- Passage given
──────────────────────────────

As I stood there staring into the pot, I watch in awe as the magic of the elements transformed each other to re-purpose the raw oats I had put into a pot of water and placed on the fire.
The fire heating the water, the water coming to a boil, the oats swirling around from the energy being created by the heat, and the transformation of the oats resulting from the combination of all of this together. From oats to oatmeal. Wallah!
As I observed this alchemical ritual that I had put into motion, I thought about time. I wondered how much of my life goes on while I'm "multi-taksing", busily getting things done. My mind quickly referred to the cards, as it most always does, and I thought about the 52-day cycle that I am in right now and the cards that are governing that cycle. Then I thought about my year, which just began on my birthday in April, and I thought about the cards that are prominently placed as profound influences for my year. Then I heard myself think, "I want to take advantage of each moment that I have. I don't want to miss a thing."
Hearing the spoken conviction in my head of course lead me back to hearing all the voices I have heard saying, "When will this be over?" My first response, at least in my head, when I hear that question is, "When we die." What I actually do is look at the purpose of those influences so that an enlightening moment can present itself for the sake of understanding, which shifts the relationship and the experience for the person I'm talking with via new insight and direction.

──────────────────────────────

- Excerpted data

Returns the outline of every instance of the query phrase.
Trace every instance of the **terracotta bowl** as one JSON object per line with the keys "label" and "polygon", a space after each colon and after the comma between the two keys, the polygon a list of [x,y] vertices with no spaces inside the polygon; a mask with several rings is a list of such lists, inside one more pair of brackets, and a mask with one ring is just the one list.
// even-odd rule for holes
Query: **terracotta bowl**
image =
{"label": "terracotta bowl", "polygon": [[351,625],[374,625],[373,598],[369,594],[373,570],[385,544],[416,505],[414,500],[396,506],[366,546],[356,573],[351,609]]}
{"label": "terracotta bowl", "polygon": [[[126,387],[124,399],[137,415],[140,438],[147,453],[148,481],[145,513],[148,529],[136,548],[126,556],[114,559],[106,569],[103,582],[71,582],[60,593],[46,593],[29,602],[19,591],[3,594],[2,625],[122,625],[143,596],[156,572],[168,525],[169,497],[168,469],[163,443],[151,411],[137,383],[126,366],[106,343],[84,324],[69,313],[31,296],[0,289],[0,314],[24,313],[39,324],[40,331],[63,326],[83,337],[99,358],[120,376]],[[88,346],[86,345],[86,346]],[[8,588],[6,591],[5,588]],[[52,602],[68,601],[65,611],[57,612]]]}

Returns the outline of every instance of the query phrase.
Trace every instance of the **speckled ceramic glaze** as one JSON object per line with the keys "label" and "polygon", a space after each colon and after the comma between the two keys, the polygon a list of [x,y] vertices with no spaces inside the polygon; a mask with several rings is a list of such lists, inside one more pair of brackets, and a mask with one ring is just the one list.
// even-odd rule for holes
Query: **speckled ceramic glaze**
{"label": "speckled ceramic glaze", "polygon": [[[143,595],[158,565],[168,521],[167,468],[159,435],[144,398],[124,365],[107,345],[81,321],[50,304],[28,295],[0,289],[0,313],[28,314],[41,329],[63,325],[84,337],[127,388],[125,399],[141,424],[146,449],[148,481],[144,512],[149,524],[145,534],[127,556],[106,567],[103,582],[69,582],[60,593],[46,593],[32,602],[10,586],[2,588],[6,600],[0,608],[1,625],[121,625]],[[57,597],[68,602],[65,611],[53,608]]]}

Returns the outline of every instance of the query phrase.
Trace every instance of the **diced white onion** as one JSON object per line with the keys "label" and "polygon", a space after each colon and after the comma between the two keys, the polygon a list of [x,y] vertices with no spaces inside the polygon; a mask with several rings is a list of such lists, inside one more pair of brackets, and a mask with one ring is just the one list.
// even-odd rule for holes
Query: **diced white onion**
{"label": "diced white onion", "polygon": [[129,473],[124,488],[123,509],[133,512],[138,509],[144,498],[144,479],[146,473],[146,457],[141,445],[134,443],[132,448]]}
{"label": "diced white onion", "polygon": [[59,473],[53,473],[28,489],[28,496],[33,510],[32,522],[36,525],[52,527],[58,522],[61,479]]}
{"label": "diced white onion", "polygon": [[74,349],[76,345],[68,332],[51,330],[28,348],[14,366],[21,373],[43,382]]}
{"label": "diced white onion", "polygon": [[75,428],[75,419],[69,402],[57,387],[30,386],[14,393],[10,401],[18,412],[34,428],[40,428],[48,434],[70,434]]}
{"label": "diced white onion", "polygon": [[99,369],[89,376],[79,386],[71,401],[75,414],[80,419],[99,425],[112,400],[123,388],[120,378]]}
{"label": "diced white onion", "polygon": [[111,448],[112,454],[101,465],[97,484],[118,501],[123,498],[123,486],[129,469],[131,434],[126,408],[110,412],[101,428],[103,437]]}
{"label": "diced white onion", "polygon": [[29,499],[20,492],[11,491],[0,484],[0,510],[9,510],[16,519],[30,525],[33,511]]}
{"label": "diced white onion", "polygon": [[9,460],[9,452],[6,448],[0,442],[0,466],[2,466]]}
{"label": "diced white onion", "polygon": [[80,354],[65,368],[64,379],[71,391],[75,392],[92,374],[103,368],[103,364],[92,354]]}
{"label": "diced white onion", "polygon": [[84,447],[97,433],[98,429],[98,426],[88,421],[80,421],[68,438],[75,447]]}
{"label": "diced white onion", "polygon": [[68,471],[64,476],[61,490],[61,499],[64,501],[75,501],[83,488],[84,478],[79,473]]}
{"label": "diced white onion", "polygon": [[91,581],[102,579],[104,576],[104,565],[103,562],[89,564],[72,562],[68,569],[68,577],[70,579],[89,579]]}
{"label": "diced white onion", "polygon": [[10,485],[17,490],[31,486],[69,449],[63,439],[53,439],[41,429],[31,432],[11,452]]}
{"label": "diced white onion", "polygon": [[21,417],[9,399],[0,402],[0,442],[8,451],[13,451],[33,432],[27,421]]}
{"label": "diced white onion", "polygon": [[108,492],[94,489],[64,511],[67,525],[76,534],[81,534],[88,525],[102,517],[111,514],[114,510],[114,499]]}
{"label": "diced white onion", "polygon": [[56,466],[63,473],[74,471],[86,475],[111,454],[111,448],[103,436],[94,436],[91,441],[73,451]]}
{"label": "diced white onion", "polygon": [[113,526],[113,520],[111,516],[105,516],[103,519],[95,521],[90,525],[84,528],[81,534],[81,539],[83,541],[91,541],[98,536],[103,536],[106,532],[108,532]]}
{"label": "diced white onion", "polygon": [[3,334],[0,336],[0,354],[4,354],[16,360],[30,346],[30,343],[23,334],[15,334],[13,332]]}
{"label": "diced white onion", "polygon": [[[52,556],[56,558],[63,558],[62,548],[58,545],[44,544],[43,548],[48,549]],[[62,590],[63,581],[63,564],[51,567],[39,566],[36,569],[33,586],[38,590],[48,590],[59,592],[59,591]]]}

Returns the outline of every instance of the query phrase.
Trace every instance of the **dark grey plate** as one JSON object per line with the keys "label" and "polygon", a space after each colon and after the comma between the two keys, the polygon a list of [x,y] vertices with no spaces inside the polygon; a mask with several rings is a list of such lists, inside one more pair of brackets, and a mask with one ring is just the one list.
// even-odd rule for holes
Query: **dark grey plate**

──────────────────────────────

- Request A
According to the passage about cooking oatmeal, when did the writer's year begin?
- Request B
Carry on the passage about cooking oatmeal and thinking about time, picking up after its last sentence.

- Result A
It began on the writer's birthday in April.

- Result B
When we live from a place of trying to get to where (we think) we're going, we miss where we are. The majority of people driving in LA will confirm this if you observe them. Most are barely present with where they are. Their heads lunged forward, their energy pushing the car in front of them, daring pedestrians to cross the street and remain alive or physically intact, and already at the meeting, or wherever it is that they're going, preparing what they will do. This is not living.
As I see it, when we were born, we were given a Life Account - like a bank account. It's contents: TIME. Imagine a bank account full of time; time replacing money. The difference with the Life Account is that we cannot put more time in like we do money in our bank. So, when we spend our time, it's gone. Where did it go? Do we know? That's what I was thinking about when I was watching the oats become my oatmeal this morning.
How we use the time we are given determines the return we get, like an interest rate, which translates as quality in living. A moment does not return. Though time is not linear, it behaves as such. Our perception is not our own if we are not present with it in the moment. When we are not present with our perception in the moment, we belong to the past or the future; a past that we cannot change, and a future that is being fabricated by our imaginations. What if... we didn't do that? To be continued...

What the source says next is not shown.